## Source data
►

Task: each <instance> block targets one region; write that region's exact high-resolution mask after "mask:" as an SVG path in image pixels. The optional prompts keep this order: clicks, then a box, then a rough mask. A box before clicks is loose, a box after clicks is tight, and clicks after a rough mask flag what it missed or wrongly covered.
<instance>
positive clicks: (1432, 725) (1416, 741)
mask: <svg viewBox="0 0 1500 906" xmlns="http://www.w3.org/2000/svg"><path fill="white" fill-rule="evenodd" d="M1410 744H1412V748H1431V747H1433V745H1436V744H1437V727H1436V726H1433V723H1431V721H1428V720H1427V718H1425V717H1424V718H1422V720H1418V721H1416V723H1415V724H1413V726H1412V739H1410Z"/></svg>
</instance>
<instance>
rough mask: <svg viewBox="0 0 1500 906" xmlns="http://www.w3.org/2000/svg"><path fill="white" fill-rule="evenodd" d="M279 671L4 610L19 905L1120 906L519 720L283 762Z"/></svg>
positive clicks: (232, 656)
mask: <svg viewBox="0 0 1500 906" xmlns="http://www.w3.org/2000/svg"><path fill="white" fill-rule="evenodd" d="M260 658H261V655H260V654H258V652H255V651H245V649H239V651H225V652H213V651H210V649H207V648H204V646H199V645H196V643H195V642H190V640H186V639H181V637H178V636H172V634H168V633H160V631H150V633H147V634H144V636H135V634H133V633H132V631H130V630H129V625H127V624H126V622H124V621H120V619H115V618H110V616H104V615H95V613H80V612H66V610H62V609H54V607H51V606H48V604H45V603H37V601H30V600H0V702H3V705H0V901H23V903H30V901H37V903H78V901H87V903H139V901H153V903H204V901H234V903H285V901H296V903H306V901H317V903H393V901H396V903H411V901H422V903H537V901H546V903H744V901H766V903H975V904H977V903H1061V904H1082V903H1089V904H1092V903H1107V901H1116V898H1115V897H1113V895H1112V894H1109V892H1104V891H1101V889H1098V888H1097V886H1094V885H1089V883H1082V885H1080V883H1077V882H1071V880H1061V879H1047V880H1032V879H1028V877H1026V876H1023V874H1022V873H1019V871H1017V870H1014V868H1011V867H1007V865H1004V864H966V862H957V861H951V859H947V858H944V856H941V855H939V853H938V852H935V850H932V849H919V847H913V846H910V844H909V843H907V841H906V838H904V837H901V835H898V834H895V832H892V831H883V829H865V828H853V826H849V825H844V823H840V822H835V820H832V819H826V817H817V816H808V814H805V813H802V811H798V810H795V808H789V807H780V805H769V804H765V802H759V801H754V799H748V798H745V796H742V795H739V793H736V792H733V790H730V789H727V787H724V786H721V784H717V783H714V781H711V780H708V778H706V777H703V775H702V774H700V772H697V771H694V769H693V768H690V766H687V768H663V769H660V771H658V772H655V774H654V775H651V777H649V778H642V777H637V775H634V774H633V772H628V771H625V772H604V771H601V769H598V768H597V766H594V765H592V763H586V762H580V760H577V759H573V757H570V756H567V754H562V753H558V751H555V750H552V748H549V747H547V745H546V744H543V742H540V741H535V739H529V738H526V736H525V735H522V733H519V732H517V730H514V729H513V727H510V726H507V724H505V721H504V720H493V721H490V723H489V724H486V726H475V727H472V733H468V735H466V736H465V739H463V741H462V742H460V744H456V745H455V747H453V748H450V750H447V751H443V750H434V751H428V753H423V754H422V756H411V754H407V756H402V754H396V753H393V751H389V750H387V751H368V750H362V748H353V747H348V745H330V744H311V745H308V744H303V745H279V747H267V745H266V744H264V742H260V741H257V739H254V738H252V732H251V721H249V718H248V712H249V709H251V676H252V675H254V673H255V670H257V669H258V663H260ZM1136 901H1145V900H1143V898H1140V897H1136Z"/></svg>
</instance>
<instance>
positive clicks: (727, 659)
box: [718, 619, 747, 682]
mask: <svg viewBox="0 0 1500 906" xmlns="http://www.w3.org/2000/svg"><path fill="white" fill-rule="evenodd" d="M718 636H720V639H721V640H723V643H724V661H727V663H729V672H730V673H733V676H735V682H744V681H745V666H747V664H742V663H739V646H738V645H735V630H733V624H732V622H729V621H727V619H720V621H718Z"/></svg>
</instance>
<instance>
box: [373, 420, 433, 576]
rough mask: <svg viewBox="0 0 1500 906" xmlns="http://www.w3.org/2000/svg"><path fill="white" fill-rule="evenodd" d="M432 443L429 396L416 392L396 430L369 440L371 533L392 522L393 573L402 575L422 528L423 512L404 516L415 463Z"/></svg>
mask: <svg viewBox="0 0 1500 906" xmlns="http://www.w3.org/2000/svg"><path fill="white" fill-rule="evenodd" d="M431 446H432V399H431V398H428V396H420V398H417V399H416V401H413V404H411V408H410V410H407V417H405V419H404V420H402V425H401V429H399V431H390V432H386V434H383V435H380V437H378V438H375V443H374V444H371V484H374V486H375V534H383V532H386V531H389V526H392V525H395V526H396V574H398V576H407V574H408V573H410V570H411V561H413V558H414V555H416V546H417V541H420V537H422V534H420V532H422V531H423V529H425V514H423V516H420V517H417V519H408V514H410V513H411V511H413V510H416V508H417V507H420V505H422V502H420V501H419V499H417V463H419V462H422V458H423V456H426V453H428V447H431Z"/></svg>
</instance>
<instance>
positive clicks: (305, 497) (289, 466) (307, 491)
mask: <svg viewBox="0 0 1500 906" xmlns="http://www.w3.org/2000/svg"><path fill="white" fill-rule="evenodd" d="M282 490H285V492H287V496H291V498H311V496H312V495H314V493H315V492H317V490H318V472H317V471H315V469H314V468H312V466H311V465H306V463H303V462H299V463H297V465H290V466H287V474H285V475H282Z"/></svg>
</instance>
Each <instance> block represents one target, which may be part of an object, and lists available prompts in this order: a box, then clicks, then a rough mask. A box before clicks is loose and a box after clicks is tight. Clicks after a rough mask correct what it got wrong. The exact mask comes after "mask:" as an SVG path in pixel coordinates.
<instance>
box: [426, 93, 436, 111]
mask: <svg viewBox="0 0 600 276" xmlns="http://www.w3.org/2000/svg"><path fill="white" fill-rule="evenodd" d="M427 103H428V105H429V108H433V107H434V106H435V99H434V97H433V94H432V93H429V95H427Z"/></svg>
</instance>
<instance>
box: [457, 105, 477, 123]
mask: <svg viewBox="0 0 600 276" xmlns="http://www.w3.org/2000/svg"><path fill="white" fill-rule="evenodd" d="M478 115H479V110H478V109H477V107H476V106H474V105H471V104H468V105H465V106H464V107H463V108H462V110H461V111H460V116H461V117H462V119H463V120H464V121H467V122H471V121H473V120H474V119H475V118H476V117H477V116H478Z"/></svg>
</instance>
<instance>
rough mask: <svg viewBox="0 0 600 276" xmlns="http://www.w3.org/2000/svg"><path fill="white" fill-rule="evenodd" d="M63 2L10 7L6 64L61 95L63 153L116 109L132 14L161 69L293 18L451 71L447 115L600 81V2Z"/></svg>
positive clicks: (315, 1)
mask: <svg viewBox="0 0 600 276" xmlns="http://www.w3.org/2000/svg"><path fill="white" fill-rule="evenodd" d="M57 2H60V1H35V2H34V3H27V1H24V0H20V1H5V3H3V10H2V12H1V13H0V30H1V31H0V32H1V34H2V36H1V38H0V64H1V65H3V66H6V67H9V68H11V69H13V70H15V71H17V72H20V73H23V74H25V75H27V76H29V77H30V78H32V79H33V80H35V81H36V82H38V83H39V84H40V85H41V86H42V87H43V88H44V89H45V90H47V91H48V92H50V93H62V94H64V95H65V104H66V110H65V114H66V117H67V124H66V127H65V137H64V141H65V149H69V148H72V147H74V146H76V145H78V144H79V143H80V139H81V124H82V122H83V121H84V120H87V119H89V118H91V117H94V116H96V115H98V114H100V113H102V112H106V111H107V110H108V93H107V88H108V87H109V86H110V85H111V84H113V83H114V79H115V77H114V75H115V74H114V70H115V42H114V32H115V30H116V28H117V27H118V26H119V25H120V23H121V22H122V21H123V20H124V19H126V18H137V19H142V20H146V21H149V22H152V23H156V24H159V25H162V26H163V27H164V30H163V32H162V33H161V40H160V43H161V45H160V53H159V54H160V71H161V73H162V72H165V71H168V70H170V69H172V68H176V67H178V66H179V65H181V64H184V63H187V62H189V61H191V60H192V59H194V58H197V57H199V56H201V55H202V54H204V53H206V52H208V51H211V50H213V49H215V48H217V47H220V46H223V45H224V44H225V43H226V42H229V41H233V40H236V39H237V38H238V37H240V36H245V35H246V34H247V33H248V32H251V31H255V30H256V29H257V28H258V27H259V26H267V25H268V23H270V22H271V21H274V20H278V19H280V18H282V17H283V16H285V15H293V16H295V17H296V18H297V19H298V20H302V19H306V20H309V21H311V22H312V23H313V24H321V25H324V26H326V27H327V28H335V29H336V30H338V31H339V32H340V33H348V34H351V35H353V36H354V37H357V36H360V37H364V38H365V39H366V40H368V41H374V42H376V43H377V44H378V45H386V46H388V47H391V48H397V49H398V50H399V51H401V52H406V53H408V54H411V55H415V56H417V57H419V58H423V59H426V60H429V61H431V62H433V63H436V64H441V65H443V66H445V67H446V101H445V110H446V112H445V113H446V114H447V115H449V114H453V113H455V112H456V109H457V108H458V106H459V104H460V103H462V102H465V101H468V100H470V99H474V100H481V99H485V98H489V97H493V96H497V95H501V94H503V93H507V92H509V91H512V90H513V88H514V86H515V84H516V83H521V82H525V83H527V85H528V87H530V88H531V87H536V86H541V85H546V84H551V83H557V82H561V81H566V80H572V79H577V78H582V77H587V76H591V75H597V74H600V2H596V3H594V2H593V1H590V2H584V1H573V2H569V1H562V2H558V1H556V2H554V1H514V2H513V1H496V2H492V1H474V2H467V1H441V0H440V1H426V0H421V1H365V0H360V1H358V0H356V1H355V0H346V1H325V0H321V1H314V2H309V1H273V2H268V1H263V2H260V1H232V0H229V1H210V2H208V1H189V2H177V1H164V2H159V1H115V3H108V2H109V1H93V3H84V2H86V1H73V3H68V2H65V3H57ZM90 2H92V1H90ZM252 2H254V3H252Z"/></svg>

◄

## What you will do
Locate every line in the rows above that contains the word "order", and copy each of those lines in full.

## Final answer
Task: each <instance> block targets one region; write that region's exact high-resolution mask after "mask:" as an SVG path in image pixels. The optional prompts keep this order: clicks, then a box, then a rough mask. A box before clicks is loose, a box after clicks is tight, and clicks after a rough mask flag what it missed or wrongly covered.
Each <instance> block represents one target, which may be part of an object, and lists available prompts in this order: a box, then clicks, then a rough mask. A box before clicks is loose and a box after clicks is tight. Clicks after a rough mask correct what it got wrong. The exact mask comes after "mask:" as an SVG path in pixel coordinates.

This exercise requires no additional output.